> Written instruction:
How many lines of the data below contain the string "Your", with uppercase and lowercase treated as different? Reply with the number alone.

> Material provided:
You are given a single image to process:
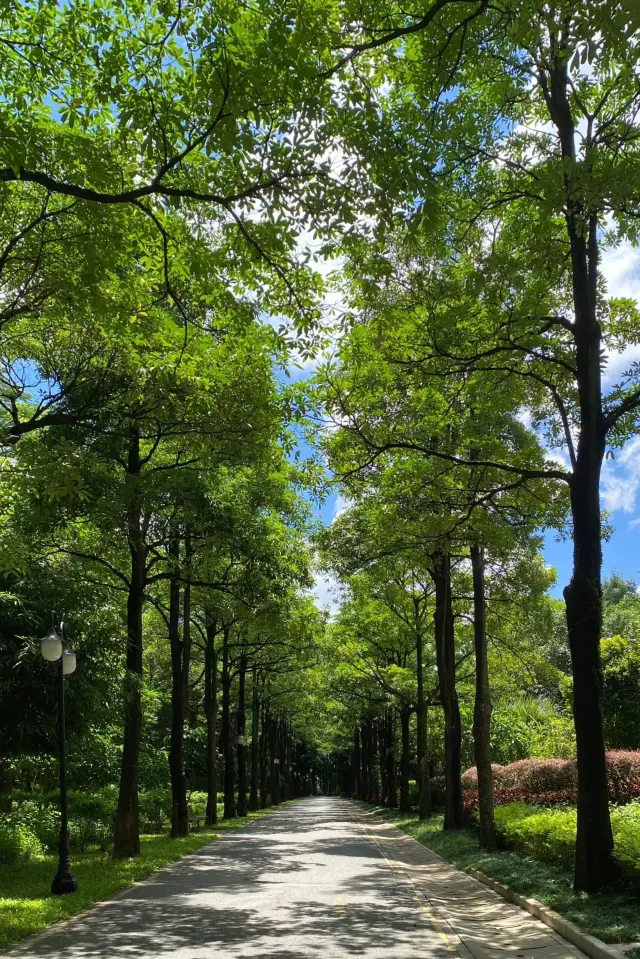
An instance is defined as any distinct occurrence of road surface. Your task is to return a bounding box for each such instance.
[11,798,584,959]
...
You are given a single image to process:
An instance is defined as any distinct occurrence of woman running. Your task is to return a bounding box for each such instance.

> Complete output:
2